Source document:
------------
Class-Action Suit Accuses OpenAI of Stealing Data to Train AI Models

It's undeniable that AI is becoming a huge part of the tech world. Several companies have already adopted artificial intelligence into their systems, and some would argue that the innovation was boosted by the release of ChatGPT. However, the chatbot's creator, OpenAI, has been accused of inappropriate data use.

Class-Action Lawsuit Against OpenAI

The lawsuit was filed by persons who choose to remain anonymous to avoid backlash from the move. It states that OpenAI stole private and personal information without consent along with 300 billion words from the internet, effectively violating privacy laws.

Filed by Clarkson Law Firm in a San Francisco federal court, the lawsuit is said to be 157 pages long, which claims that the artificial intelligence company tapped content from books, articles, websites, and posts, which include personal information from individuals.

The people behind the lawsuit mentioned that "despite established protocols for the purchase and use of personal information, defendants took a different approach," which they indicated as theft, as mentioned in Interesting Engineering.

The lawsuit is quite extensive as it accuses OpenAI of larceny, unjust enrichment, and violations of the Electronic Communications Privacy Act and the Computer Fraud and Abuse Act as well. This resulted in the company being demanded to pay $3 billion in potential damages.

It was claimed that the company does not only steal data through scraping the internet for training data, but it was also accessing private information from the interaction that users have with products that have ChatGPT integration.

The accusation also contradicts OpenAI's mission to create a safe AGI that benefits all of humanity, considering that if the allegations are correct, the company is actually stealing from humanity, all for the sake of profiting from a trained AI model.

This Isn't the First Case

AI tools don't just suddenly have knowledge about the inquiries their users make. It has to learn from already existing data. Companies claim that the data they use are free to use and that they stray from licensed content. However, there have been signs that's not the case.
------------
Data section:
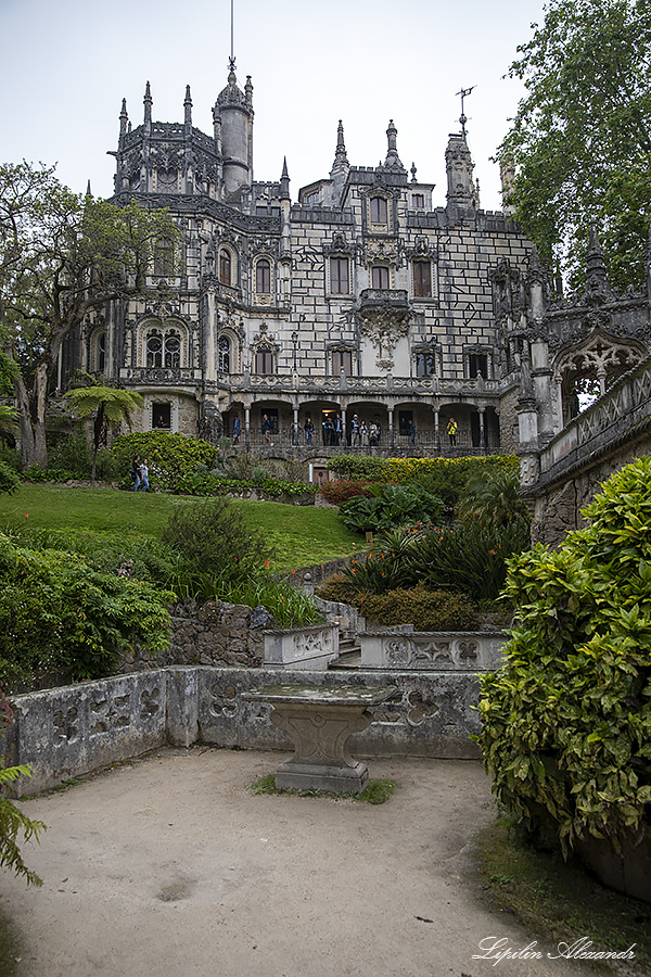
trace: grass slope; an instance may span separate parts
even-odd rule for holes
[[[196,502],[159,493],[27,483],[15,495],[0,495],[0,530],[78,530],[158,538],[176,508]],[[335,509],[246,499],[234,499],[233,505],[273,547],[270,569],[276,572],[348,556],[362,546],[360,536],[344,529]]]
------------
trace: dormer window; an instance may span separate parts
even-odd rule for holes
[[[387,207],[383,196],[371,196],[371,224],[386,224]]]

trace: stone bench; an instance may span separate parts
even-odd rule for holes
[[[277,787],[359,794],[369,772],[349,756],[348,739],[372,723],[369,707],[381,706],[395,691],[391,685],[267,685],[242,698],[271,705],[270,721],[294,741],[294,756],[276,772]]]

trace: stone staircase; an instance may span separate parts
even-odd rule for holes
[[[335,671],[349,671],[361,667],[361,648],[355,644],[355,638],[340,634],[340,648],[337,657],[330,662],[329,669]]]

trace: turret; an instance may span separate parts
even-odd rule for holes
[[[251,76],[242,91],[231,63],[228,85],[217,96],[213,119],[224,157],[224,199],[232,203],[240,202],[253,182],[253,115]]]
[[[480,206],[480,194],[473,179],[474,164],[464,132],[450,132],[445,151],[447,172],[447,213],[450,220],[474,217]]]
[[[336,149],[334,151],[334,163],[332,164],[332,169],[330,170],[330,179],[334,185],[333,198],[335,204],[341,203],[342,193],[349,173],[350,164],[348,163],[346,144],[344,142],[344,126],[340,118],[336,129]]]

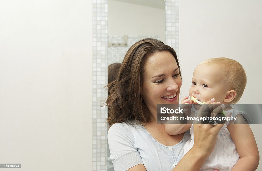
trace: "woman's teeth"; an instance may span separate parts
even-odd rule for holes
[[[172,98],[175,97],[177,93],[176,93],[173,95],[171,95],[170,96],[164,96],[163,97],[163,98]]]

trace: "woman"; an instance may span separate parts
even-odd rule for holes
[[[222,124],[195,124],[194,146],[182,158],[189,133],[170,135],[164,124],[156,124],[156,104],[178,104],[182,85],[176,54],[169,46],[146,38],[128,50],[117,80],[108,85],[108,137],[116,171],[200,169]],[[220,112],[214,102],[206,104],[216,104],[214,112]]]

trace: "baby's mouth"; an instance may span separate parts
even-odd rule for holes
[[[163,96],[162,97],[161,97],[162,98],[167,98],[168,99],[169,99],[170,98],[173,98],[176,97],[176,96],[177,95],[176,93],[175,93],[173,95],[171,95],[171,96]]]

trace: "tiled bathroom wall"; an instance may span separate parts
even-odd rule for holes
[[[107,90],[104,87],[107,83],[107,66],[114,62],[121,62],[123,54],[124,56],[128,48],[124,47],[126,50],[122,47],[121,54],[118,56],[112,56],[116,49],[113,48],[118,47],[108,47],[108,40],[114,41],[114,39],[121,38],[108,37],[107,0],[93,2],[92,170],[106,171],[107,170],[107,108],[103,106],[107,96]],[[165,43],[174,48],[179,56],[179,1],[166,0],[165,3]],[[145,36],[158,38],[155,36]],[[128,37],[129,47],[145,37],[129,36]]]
------------
Required action: In the article on the OpenAI class-action lawsuit, which law firm filed the suit, and in what court?

Result: Clarkson Law Firm filed it in a San Francisco federal court.